**Job:**
Find every line in the material that follows containing the word "below", and copy each of those lines in full.

**Record list:**
----
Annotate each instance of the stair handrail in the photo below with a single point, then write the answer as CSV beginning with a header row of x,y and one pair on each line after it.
----
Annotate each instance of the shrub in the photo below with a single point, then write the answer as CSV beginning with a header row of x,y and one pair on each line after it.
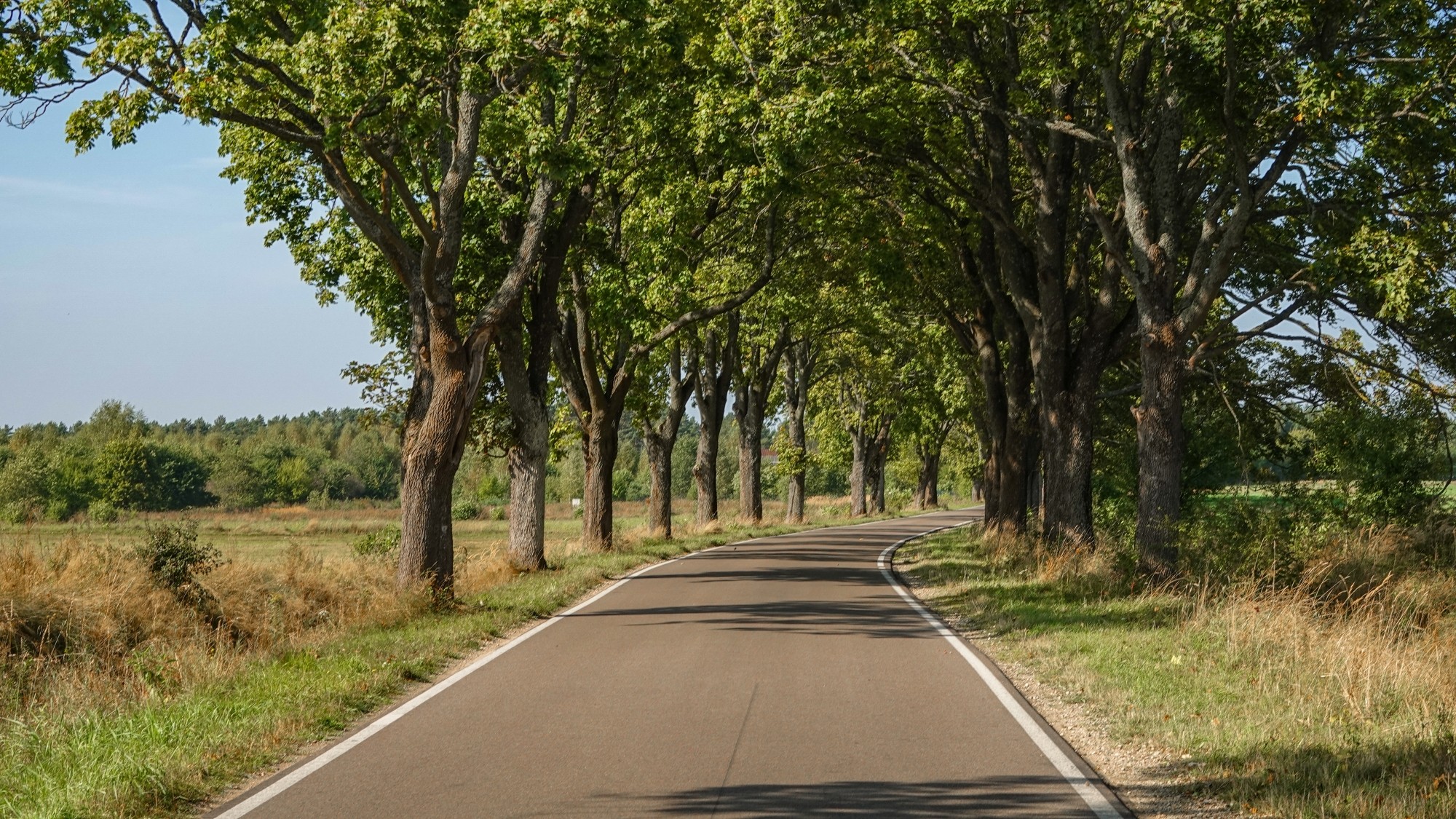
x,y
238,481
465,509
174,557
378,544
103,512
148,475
----
**Exercise answer:**
Annotate each instance of the stair handrail in the photo below with a single point, then write the answer as CSV beginning with a header row of x,y and one pair on each line after it.
Annotate each instance of the shrub in the photo below with a single point, then write the answer as CSV beginning with a header row of x,y and one pair on each line after it.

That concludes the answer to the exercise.